## Problem description:
Only the lines from the one containing "Target: table lamp" through the last line of the data are to be written out, exactly and in full.

Top of Recorded data

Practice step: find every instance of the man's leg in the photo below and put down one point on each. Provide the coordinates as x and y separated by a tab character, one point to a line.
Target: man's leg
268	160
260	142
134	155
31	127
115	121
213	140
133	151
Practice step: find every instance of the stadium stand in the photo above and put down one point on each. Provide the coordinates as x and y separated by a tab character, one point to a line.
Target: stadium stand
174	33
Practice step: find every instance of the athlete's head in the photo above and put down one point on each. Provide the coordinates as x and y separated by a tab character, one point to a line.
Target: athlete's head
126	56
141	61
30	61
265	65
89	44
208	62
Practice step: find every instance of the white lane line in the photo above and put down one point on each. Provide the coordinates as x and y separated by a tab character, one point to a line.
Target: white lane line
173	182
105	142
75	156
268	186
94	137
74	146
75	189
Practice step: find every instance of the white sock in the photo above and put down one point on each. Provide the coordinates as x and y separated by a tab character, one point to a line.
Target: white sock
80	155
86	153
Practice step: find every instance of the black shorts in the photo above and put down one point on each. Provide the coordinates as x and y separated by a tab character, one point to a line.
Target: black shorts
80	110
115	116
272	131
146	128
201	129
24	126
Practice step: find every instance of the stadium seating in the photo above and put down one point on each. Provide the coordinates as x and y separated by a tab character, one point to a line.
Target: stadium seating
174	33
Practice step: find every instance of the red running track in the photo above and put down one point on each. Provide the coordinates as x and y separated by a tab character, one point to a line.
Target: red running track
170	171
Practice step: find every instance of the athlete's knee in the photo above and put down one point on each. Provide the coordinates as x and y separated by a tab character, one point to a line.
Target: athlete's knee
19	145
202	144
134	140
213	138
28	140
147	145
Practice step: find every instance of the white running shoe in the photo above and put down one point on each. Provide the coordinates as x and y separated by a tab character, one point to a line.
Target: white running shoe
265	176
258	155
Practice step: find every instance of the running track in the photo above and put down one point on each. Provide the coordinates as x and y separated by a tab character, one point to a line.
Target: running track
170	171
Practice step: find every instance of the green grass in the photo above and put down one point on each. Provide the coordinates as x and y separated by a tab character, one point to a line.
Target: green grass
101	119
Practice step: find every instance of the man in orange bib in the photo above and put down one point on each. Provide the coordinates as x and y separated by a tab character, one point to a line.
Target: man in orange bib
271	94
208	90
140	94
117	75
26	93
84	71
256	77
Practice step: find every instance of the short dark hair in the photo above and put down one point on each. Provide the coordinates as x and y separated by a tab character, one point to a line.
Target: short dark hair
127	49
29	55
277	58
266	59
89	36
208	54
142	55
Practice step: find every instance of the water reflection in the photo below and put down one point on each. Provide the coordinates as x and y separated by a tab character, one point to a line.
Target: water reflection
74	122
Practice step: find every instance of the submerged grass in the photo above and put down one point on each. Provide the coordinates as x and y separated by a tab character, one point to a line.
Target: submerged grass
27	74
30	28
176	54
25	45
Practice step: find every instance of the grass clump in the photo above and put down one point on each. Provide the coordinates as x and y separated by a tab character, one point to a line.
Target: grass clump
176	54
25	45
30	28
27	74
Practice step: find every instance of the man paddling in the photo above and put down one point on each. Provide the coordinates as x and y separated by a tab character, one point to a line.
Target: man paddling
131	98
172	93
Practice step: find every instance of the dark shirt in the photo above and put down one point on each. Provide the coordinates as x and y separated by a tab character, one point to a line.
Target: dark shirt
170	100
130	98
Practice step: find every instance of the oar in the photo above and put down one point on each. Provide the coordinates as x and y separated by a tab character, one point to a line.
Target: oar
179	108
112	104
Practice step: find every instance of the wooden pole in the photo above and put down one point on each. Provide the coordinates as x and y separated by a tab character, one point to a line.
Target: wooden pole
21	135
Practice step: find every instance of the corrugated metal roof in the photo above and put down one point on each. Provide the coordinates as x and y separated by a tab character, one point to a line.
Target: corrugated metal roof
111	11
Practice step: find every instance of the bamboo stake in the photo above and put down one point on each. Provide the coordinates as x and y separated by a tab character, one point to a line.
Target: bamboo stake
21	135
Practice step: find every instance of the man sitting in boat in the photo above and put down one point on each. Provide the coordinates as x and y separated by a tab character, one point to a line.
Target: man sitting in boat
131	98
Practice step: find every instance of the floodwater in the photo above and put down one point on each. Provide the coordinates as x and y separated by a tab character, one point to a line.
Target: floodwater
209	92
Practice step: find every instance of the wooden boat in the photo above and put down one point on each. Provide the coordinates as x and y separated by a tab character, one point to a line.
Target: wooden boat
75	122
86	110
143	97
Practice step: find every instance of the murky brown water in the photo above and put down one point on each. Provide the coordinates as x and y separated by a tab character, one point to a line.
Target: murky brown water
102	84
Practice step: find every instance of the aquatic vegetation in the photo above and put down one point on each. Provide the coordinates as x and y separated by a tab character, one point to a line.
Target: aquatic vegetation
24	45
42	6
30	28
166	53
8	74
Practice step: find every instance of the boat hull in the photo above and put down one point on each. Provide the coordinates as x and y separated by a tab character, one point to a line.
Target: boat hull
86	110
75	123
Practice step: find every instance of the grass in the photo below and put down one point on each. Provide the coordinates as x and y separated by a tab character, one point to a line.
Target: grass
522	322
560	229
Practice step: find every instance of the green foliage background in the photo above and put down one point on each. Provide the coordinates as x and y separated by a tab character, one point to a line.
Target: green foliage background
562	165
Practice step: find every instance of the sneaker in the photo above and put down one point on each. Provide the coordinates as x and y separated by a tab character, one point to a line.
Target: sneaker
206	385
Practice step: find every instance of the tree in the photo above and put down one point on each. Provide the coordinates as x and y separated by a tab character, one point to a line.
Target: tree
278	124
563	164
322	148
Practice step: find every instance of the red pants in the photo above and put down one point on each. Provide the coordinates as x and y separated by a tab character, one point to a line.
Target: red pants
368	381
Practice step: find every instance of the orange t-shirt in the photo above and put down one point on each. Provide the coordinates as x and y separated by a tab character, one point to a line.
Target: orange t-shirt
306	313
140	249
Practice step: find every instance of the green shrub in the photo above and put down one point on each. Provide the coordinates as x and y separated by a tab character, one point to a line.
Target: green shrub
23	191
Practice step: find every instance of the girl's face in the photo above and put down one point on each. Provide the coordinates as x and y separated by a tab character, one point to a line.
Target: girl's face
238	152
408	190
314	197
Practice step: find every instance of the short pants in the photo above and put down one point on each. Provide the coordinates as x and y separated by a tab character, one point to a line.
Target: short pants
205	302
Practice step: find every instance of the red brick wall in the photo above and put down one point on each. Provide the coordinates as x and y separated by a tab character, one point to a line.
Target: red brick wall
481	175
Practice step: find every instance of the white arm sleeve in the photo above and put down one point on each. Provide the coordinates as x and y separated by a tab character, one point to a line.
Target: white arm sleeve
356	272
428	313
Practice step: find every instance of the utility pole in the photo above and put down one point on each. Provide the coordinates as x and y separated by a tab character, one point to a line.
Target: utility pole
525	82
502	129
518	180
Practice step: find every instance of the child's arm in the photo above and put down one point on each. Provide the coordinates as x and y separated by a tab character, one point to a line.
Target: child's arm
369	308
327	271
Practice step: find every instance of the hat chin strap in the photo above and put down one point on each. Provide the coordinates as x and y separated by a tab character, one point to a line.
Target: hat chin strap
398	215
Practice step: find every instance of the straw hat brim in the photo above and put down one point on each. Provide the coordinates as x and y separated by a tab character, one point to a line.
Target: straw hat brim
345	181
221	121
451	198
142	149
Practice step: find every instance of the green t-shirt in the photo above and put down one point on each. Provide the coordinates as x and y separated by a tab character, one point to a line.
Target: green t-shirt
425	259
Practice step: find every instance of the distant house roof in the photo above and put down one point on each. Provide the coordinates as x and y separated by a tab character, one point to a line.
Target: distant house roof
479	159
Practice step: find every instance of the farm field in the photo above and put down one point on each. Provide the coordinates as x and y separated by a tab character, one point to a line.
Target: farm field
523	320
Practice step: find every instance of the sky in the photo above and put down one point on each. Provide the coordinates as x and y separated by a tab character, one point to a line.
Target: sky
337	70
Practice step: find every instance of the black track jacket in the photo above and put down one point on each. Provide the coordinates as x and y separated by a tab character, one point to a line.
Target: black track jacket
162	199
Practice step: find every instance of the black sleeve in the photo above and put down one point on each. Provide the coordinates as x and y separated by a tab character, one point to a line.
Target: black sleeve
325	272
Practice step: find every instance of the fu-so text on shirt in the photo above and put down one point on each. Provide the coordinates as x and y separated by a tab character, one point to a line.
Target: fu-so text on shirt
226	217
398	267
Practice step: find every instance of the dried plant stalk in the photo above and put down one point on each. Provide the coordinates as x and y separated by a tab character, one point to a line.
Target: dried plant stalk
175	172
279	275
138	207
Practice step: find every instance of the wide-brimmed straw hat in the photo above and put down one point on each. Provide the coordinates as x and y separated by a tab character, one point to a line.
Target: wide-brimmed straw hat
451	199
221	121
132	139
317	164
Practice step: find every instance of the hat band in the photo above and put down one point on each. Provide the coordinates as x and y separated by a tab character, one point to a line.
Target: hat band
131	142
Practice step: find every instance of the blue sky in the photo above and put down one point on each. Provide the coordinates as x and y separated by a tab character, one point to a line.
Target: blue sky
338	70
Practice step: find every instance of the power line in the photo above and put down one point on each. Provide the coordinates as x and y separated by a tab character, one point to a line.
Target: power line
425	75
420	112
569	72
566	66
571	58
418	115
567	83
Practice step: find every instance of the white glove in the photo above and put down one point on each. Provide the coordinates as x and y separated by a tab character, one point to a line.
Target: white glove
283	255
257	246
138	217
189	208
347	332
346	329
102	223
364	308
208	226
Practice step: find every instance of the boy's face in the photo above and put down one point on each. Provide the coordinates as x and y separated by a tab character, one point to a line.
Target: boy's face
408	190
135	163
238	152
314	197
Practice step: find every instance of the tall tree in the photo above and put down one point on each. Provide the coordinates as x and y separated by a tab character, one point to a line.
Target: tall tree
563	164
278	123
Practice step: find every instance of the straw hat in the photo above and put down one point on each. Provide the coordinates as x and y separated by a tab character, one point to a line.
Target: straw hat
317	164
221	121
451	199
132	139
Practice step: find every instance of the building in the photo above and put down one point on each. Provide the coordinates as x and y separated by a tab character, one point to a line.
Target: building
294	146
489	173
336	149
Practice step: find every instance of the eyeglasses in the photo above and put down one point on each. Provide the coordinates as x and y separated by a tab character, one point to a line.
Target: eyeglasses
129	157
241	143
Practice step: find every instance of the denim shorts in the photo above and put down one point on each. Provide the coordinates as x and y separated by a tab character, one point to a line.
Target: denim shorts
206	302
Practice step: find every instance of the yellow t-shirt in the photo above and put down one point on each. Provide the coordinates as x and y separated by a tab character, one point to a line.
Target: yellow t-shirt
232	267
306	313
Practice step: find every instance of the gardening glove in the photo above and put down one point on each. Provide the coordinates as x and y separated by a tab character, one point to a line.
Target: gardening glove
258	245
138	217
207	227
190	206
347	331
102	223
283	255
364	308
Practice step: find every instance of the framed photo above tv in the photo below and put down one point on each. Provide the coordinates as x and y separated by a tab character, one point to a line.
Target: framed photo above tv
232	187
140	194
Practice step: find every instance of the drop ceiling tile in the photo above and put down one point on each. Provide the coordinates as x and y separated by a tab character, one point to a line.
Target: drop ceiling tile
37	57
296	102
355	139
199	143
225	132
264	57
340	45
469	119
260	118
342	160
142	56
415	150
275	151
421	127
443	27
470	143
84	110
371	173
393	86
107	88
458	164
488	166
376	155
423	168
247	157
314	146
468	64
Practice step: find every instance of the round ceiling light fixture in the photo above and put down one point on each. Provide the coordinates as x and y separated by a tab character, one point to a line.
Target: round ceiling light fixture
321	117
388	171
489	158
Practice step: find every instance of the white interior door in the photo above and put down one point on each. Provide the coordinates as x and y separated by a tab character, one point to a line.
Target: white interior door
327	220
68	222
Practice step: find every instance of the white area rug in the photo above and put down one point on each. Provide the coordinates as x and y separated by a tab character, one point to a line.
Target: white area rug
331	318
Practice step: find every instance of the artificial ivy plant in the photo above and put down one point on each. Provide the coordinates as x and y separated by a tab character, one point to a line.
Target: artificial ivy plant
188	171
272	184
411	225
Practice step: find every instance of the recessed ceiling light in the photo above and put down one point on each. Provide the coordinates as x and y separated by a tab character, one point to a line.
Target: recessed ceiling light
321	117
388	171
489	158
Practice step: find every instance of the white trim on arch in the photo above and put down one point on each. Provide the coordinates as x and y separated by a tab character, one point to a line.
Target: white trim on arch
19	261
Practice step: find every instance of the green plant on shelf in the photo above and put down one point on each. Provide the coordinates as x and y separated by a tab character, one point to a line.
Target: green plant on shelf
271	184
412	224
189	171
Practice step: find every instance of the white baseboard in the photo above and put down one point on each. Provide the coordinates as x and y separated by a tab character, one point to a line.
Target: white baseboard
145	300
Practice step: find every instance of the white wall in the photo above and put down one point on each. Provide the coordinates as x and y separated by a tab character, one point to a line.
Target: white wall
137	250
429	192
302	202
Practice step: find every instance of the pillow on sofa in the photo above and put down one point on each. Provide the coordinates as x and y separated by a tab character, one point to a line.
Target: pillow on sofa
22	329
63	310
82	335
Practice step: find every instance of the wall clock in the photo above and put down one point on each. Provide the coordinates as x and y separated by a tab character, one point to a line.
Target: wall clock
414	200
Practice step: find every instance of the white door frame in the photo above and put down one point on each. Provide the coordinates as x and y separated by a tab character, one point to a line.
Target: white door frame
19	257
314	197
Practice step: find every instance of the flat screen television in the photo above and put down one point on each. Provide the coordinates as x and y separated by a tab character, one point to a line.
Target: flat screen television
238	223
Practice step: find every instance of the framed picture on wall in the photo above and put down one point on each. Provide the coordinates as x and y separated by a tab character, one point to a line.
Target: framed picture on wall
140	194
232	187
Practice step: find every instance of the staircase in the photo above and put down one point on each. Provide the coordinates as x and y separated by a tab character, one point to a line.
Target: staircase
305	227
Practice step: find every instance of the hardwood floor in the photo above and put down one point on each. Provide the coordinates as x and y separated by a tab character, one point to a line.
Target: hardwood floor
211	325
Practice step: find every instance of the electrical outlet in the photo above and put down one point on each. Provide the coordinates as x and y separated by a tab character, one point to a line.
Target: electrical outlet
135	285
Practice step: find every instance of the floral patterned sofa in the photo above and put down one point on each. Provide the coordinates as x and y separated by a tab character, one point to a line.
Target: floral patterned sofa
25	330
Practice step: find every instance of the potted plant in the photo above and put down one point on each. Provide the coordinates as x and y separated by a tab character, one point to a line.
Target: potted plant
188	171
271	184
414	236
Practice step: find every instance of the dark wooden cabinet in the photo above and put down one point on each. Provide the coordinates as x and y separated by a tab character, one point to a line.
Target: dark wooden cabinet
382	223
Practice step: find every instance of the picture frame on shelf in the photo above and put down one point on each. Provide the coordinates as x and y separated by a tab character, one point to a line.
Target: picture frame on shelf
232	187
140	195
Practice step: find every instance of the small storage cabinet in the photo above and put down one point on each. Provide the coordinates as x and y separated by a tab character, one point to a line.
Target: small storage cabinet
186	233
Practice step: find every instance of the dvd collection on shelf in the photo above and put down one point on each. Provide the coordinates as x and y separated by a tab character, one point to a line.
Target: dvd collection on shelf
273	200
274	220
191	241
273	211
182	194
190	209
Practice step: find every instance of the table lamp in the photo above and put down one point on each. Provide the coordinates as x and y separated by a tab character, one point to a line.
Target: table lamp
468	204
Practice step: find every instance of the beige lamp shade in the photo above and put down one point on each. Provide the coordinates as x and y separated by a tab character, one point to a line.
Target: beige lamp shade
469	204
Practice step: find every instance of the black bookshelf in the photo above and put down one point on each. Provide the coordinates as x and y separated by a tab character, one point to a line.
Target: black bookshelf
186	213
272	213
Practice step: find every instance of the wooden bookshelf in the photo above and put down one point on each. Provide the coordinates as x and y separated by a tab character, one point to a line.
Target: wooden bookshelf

Bottom of Recorded data

## Exercise response:
Target: table lamp
468	204
Practice step: find every instance of the beige lamp shade in the photo above and put down one point on each. Provide the coordinates as x and y separated by a tab character, one point to a line.
Target: beige lamp shade
469	204
Practice step: find every instance of the black bookshelf in the photo above and put down one point on each. Provide the coordinates as x and y separated by a tab character, one point to a line.
Target: black bookshelf
186	213
272	213
Practice step: find every instance of the wooden bookshelf in the photo above and put down one point on each. Provide the coordinates as x and y separated by a tab character, one point to a line.
Target: wooden bookshelf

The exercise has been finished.